— Start Records shown —

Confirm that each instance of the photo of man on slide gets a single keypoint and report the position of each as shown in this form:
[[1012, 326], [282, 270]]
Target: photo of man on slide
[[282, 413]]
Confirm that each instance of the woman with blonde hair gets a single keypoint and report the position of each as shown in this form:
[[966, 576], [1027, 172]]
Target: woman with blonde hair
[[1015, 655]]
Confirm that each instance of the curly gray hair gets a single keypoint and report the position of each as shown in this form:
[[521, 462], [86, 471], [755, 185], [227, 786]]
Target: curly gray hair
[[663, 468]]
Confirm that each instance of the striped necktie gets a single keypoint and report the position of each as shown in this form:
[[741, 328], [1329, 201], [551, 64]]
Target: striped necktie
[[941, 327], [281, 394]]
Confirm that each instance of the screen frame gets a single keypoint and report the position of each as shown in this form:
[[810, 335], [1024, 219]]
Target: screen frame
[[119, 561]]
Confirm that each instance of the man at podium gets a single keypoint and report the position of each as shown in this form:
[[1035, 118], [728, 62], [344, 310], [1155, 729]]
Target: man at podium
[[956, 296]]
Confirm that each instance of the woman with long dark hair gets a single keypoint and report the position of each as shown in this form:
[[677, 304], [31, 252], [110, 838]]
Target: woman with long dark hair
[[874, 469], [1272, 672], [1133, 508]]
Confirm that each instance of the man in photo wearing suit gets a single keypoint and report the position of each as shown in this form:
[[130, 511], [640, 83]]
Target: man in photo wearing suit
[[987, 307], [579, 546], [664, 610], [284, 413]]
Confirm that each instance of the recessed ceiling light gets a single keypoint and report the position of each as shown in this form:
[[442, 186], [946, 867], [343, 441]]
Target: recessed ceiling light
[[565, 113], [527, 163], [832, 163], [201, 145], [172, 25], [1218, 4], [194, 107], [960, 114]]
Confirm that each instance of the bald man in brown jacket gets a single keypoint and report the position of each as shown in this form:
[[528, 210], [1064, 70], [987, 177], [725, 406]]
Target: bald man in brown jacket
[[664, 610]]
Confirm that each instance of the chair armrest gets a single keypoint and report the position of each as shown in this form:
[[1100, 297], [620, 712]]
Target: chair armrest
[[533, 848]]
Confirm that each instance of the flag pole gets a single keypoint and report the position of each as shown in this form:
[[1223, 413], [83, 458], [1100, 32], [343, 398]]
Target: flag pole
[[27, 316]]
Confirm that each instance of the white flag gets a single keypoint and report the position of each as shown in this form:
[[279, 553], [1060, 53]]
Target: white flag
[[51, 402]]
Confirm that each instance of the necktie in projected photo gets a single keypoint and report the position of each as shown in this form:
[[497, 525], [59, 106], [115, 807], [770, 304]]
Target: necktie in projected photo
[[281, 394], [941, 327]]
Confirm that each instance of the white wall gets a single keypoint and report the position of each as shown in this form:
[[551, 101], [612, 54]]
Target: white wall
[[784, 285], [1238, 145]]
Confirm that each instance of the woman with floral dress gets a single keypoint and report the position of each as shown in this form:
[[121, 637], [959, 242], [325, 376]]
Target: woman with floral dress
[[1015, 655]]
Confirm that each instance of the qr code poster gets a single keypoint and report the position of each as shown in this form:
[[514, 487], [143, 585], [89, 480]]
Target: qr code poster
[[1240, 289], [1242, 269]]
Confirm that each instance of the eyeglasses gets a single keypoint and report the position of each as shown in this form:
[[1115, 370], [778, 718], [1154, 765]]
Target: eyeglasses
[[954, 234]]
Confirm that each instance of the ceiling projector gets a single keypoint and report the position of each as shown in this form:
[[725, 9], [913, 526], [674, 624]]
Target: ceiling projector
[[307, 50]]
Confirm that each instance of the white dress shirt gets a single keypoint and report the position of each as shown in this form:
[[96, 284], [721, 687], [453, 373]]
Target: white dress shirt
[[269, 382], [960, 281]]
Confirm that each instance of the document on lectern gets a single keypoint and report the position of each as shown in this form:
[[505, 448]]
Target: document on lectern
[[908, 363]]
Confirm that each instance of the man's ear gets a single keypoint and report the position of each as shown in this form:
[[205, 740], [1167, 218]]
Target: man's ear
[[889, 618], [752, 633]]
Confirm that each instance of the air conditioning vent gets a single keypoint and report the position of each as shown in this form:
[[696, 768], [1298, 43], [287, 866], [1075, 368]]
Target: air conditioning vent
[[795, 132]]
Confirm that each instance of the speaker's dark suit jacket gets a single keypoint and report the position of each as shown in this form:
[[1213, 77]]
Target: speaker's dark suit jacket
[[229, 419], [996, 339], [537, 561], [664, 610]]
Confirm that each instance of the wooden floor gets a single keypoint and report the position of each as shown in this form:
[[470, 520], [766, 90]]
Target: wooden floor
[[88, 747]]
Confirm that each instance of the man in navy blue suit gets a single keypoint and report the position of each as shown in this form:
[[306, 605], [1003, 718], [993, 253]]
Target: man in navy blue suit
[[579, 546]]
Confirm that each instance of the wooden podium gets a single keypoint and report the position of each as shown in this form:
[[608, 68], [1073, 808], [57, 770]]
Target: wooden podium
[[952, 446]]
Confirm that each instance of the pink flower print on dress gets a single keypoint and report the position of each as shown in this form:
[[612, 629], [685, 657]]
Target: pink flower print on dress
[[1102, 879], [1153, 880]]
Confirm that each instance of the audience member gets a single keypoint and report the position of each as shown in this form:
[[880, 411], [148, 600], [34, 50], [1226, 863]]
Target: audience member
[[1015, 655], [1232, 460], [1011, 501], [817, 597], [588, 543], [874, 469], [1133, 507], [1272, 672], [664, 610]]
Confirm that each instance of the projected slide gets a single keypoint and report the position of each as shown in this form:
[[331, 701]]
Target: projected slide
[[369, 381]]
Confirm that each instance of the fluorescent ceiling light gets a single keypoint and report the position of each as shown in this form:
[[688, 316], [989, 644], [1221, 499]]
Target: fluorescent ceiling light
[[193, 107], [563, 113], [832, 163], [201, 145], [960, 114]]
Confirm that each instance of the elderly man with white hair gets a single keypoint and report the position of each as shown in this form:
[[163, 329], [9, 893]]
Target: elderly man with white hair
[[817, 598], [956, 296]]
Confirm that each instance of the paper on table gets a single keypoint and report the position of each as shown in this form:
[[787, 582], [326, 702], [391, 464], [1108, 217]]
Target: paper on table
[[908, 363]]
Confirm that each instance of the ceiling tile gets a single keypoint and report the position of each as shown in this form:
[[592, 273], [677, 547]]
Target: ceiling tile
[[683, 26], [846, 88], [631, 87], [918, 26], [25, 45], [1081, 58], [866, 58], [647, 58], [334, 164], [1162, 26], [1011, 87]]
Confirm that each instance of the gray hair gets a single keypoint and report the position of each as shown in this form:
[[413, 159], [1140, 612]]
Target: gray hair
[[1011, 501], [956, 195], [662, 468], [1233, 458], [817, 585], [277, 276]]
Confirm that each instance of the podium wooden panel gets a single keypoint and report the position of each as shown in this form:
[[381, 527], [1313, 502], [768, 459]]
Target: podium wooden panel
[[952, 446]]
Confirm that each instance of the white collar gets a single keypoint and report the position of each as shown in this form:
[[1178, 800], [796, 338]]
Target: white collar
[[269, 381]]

— End Records shown —

Exercise task:
Print all of the records above again, line for line, without changing anything.

Task response:
Confirm that each instance of the photo of man on slide gets a single keypoint and report the position of each as shown in this form:
[[1012, 326], [282, 270]]
Target: photo of man on slide
[[282, 413]]
Confirm that each instance of the woman with blonde hair gets a single keypoint and report the position of each as shown in this form:
[[966, 576], [1027, 172]]
Target: woman with blonde hair
[[1015, 655]]
Confirm that each instance of the curly gray hair gets a single keypoint and report the position of each as shown in this form:
[[521, 462], [86, 471], [755, 185], [227, 786]]
Target: curly gray hair
[[663, 468]]
Confirm that each instance of the striped necktie gets a single keypoint and report the position of each as shown in this form:
[[741, 328], [1329, 201], [551, 64]]
Target: striped necktie
[[941, 327], [281, 394]]
Confirm that each instance of the screen frame gets a single keypoint and report the position of each as shown in this form:
[[810, 335], [1024, 219]]
Target: screen frame
[[119, 561]]
Confirm that each instance of the man at podium gets a single keypoint and report the position of each as shown in this form:
[[1035, 118], [728, 62], [344, 310], [1155, 729]]
Target: man at podium
[[956, 296]]
Confirm that each instance of the woman with long dark hair gets a single keypoint and report the position of each as shown in this form:
[[677, 304], [31, 252], [110, 838]]
Target: woman with long dark hair
[[874, 469], [1272, 672], [1133, 508]]
Confirm that each instance of the man in photo wearing suit gets a single keypoint and report the position of each as shown in this form:
[[130, 511], [640, 83]]
Target: man in photo wearing suit
[[987, 307], [579, 546], [664, 610], [284, 413]]
Confirm that each instance of the recessed ceiling light gets a single keypoint and report the position of each as shown in this form:
[[442, 186], [946, 867], [343, 441]]
Target: recessed ceiling light
[[565, 113], [527, 163], [832, 163], [201, 145], [172, 25], [1218, 4], [194, 107], [960, 114]]
Confirm that each instance of the bald man in brown jacket gets a single keypoint and report the position of each as shown in this form:
[[528, 210], [1064, 70], [987, 177], [725, 406]]
Target: bald man in brown jacket
[[664, 610]]
Confirm that each instance of the chair armrest gets a single keypoint and report the position of each as shown in this form:
[[1100, 297], [620, 712]]
Target: chair armrest
[[533, 848]]
Confirm that each instance of the flag pole gets a single keypoint and report the position of each as shown in this form:
[[1223, 413], [83, 458], [1100, 32], [343, 398]]
Target: flag pole
[[27, 316]]
Confirm that each instance of the white flag gets a single keypoint and report the position of each as shown in this form:
[[279, 553], [1060, 53]]
Target: white flag
[[51, 402]]
Confirm that each instance of the necktie in projected photo gets a single keypoint and report the position of each as shown in this form:
[[497, 525], [59, 106], [115, 807], [770, 304]]
Target: necktie in projected photo
[[281, 394], [941, 327]]
Confirm that each instance of the white wall gets a single keypoint and report the position of each as shown in this form:
[[551, 101], [612, 54]]
Target: white wall
[[784, 285], [1238, 145]]
Confirm that each instance of the woman with floral dress gets a single keypoint and report the position of each as shown in this form:
[[121, 637], [959, 242], [325, 376]]
Target: woman with floral dress
[[1015, 655]]
Confirm that each instance of the qr code poster gets a single keypoint and report the position of each as shown in this form:
[[514, 487], [143, 585], [89, 480]]
Target: qr code poster
[[1240, 289], [1242, 269]]
Confirm that each instance of the eyeglasses gets a single keypoint and report the position of each as shown in this form:
[[1115, 370], [778, 718], [1154, 765]]
Target: eyeglasses
[[954, 234]]
Confirm that each instance of the ceiling projector gets a single keypoint and report the position of each as shown in this form:
[[725, 9], [913, 526], [674, 624]]
Target: ceiling projector
[[307, 50]]
Confirm that each instance of the white dress shirt gets a single keypoint and report the position of each as shown in this form:
[[96, 284], [721, 687], [453, 373]]
Target: white dress shirt
[[269, 382], [960, 281]]
Confirm that each instance of the document on lectern gets a single keypoint and report the position of each as shown in this form:
[[505, 448]]
Target: document on lectern
[[908, 363]]
Confirm that each instance of the man's ear gets a single keypoint and report the position of each as shown in this form:
[[205, 740], [1167, 218]]
Target: man's ear
[[889, 618], [752, 633]]
Confirm that each instance of the air conditioning vent gets a single keypoint and report the position of each as shown in this form:
[[696, 768], [1298, 43], [287, 866], [1075, 368]]
Target: air conditioning vent
[[795, 132]]
Confirm that each instance of the speaker's dark suit jacket gets a single keypoint and report the position of each as shown in this form:
[[1213, 77]]
Target: speaker's dark suit jacket
[[229, 419], [996, 339], [537, 561], [664, 610]]
Confirm that each instance of the wooden floor gets a single keypoint and report the position of each as shown in this form:
[[470, 520], [766, 90]]
Target: wooden floor
[[88, 747]]
Confirm that each instance of the man in navy blue suit gets a single keypoint and report the position of each as shown in this form:
[[306, 605], [1003, 718], [993, 253]]
Target: man in navy blue suit
[[579, 546]]
Confirm that each instance of the wooden podium gets a single keypoint and report the position of each as shown in this form:
[[608, 68], [1073, 808], [57, 770]]
Target: wooden podium
[[952, 446]]
Confirm that each instance of the pink flower print on dress gets a single keypoint and report the position of each as shown in this form:
[[612, 629], [685, 657]]
Target: pink flower print on dress
[[1102, 879], [1153, 880]]
Confirm that each instance of the audience member gets a single keypoint and report the position of each as shown in this form:
[[880, 411], [148, 600], [34, 50], [1226, 863]]
Target: audience member
[[1015, 655], [1232, 460], [1011, 501], [817, 597], [588, 543], [874, 469], [1133, 507], [1272, 672], [664, 610]]
Confirm that each instance of the projected slide gets a single keypoint and report the position of each as shown in this form:
[[331, 701]]
Target: projected slide
[[369, 381]]
Confirm that each instance of the fluorescent ceiling light gets a single keypoint and report the position of each as shown in this form:
[[688, 316], [989, 644], [1221, 499]]
Target: fluorescent ceiling light
[[193, 107], [563, 113], [832, 163], [201, 145], [960, 114]]
Confirm that each instance of the elderly man with white hair gets a single keypoint and report the position of each as shown in this form:
[[163, 329], [9, 893]]
Target: elderly man with white hair
[[817, 598], [956, 296]]
Confirm that each instance of the paper on table gets a single keypoint and report the position of each as shown in this form:
[[787, 582], [326, 702], [391, 464], [1108, 217]]
Target: paper on table
[[908, 363]]
Confirm that each instance of the ceiling tile gets a single keypoint and report the position of each as shown in this form:
[[592, 273], [677, 547]]
Target: ceiling tile
[[683, 26], [846, 88], [631, 87], [918, 26], [25, 45], [1081, 58], [866, 58], [647, 58], [334, 164], [1162, 26], [1011, 87]]
Confirm that each instance of the gray hair gets a single keypoint and report the position of each as shown in this form:
[[413, 159], [1140, 612]]
Target: gray hair
[[1011, 501], [956, 195], [662, 468], [1233, 458], [817, 585], [277, 276]]
Confirm that each instance of the podium wooden panel gets a single keypoint and report the position of each as shown in this form:
[[381, 527], [1313, 502], [768, 459]]
Target: podium wooden panel
[[952, 446]]
Confirm that each instance of the white collar gets a single keypoint and report the position of each as shown in this form:
[[1178, 800], [796, 338]]
Target: white collar
[[269, 381]]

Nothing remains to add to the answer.